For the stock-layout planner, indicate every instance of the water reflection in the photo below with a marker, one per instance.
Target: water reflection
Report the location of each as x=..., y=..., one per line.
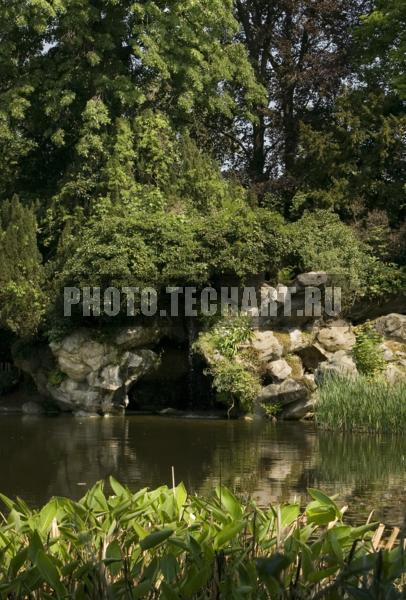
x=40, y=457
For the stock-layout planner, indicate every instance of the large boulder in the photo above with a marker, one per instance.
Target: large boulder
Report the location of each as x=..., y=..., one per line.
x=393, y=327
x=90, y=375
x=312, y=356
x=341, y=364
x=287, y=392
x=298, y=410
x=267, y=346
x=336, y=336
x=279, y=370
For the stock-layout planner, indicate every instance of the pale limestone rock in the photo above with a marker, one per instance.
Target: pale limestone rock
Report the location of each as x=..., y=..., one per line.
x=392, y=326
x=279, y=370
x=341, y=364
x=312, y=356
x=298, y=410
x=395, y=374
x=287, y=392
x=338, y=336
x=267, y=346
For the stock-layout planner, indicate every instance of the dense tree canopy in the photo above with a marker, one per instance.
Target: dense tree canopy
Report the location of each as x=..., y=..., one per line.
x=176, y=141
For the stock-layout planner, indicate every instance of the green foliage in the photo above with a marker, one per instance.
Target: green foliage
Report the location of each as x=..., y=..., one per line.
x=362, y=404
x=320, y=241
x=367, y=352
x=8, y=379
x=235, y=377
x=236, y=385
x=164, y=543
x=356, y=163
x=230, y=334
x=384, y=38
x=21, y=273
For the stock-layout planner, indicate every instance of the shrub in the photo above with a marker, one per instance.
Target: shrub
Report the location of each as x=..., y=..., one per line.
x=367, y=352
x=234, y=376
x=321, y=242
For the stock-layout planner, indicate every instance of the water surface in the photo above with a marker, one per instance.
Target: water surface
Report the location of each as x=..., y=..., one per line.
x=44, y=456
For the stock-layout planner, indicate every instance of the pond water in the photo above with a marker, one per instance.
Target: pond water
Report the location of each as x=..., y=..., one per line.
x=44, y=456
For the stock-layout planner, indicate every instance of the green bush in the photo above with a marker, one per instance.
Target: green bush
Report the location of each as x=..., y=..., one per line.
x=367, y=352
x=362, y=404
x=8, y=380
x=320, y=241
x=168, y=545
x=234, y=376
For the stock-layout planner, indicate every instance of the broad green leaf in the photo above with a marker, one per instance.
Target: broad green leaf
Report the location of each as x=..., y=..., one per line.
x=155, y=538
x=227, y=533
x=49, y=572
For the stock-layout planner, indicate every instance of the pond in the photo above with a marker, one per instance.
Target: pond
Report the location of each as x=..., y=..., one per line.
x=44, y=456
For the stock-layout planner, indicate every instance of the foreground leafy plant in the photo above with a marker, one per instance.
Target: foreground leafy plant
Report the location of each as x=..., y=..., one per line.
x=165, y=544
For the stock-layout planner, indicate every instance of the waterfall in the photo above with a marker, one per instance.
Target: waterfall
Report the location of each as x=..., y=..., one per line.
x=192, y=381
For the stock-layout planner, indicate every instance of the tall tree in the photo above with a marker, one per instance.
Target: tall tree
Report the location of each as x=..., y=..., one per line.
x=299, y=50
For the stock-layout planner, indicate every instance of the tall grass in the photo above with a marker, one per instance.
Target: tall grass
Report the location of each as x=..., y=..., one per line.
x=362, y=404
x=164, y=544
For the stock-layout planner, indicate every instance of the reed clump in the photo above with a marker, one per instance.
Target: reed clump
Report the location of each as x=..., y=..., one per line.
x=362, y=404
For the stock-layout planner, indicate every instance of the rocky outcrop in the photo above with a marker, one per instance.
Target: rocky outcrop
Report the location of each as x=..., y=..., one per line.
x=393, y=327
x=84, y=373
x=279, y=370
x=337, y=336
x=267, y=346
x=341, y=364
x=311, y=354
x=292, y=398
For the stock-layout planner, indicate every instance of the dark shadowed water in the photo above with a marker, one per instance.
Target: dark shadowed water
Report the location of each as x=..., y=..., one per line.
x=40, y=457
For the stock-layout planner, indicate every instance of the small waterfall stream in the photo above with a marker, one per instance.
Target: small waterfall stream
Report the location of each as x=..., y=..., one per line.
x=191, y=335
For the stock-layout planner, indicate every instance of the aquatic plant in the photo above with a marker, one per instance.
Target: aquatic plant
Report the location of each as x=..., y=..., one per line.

---------------

### EXERCISE BRIEF
The entries above are to be retyped exactly, with each picture left out.

### SOLUTION TO THIS EXERCISE
For the stock-layout planner, indicate every instance of the water reflection in the photo below with a marker, one per instance.
Target: water reflection
Report the location of each as x=..., y=..., one per line.
x=40, y=457
For the stock-layout planner, indicate every instance of the large boulder in the photo above with a marker, one per instance.
Target: large boulder
Report the location of each as x=..., y=..., one per line.
x=393, y=327
x=90, y=375
x=312, y=356
x=341, y=364
x=287, y=392
x=298, y=410
x=267, y=346
x=336, y=336
x=279, y=370
For the stock-layout planner, indicate every instance of the pale limestone rock in the photo above with a marker, one per instance.
Target: pale limestone rock
Report the location of each as x=..., y=..., one per line.
x=392, y=326
x=279, y=370
x=341, y=364
x=312, y=356
x=298, y=410
x=395, y=374
x=287, y=392
x=338, y=336
x=267, y=346
For the stock-layout planner, indicate every instance of the dense tree canopy in the photo above with a marker, one per instance.
Target: dense tree canopy
Report the location of each as x=..., y=..., one per line.
x=176, y=141
For the stock-layout planner, indicate every instance of the green foliage in the photo above with a marker, one per instance.
Target: green foliage
Report the location of each as x=..., y=..., one per line.
x=362, y=404
x=320, y=241
x=367, y=352
x=8, y=379
x=235, y=377
x=236, y=385
x=164, y=543
x=356, y=163
x=230, y=334
x=384, y=38
x=21, y=273
For the stock-layout planner, indicate every instance of the shrub in the photo above with a marker, one per instance.
Target: shrub
Report the location of each as x=..., y=..., one per line.
x=367, y=352
x=234, y=376
x=321, y=242
For the stock-layout planner, indicate every instance of the water surface in the photo above with a marker, one per instance.
Target: water surface
Report the location of each as x=..., y=..., one per line.
x=44, y=456
For the stock-layout planner, indicate every instance of the pond water in the photo above with a marker, one per instance.
Target: pond water
Report the location of each as x=..., y=..., one per line.
x=44, y=456
For the stock-layout planner, indicate every instance of the green bush in the photo above with a marker, one per instance.
Target: green bush
Report the location of each as x=..., y=..., one per line.
x=367, y=352
x=362, y=404
x=8, y=380
x=320, y=241
x=168, y=545
x=234, y=376
For the stock-layout planner, indicate every instance of the broad green leaf in the photo above with a marker, one per instance.
Target: broad green leaf
Report the location of each as x=..., y=..., one per line.
x=155, y=538
x=227, y=533
x=49, y=572
For the stock-layout planner, indicate every instance of the pond in the photo above with a marker, one per instance.
Target: pond
Report the location of each as x=..., y=..., one per line.
x=44, y=456
For the stock-layout planner, indicate every instance of the foreground leafy plant in the photo above with a marker, one per instance.
Target: foreground leafy plant
Report the location of each as x=..., y=..., one per line.
x=165, y=544
For the stock-layout planner, indicate every instance of the waterfall in the photo above with a marker, one per instance.
Target: waterfall
Report the location of each as x=..., y=..., one per line.
x=192, y=381
For the stock-layout planner, indicate every instance of the tall tree in the photo above with a marker, one per instance.
Target: tall tree
Report the location of each as x=..., y=..., one per line.
x=299, y=50
For the stock-layout planner, indicate every instance of the tall grass in the photo above with a marker, one per instance.
Target: tall grass
Report the location of each as x=..., y=..., one per line.
x=362, y=404
x=164, y=544
For the stock-layout planner, indicate every instance of the reed clump in the photo above with a marker, one per instance.
Target: reed clump
Report the location of each as x=..., y=..., one per line.
x=362, y=404
For the stock-layout planner, indicate every instance of the rocky outcrop in the photo above with a marker, one per instance.
Target: rocky outcrop
Report the location of each as x=..., y=..., one per line.
x=393, y=327
x=84, y=373
x=279, y=370
x=337, y=336
x=267, y=346
x=341, y=364
x=311, y=354
x=292, y=398
For the stock-layout planner, indicate every instance of the dark shadowed water in the photo above with a marker, one per instance.
Target: dark shadowed water
Report the location of each as x=..., y=..., one per line.
x=40, y=457
For the stock-layout planner, indicate every instance of the small waterfall stream in the photo above with a marker, one per instance.
Target: small waterfall stream
Report the location of each as x=..., y=..., one per line.
x=191, y=335
For the stock-layout planner, indicate every instance of the aquatic plant in the photo above with a marker, one per instance.
Target: aquatic plant
Report the location of each as x=..., y=..., one per line.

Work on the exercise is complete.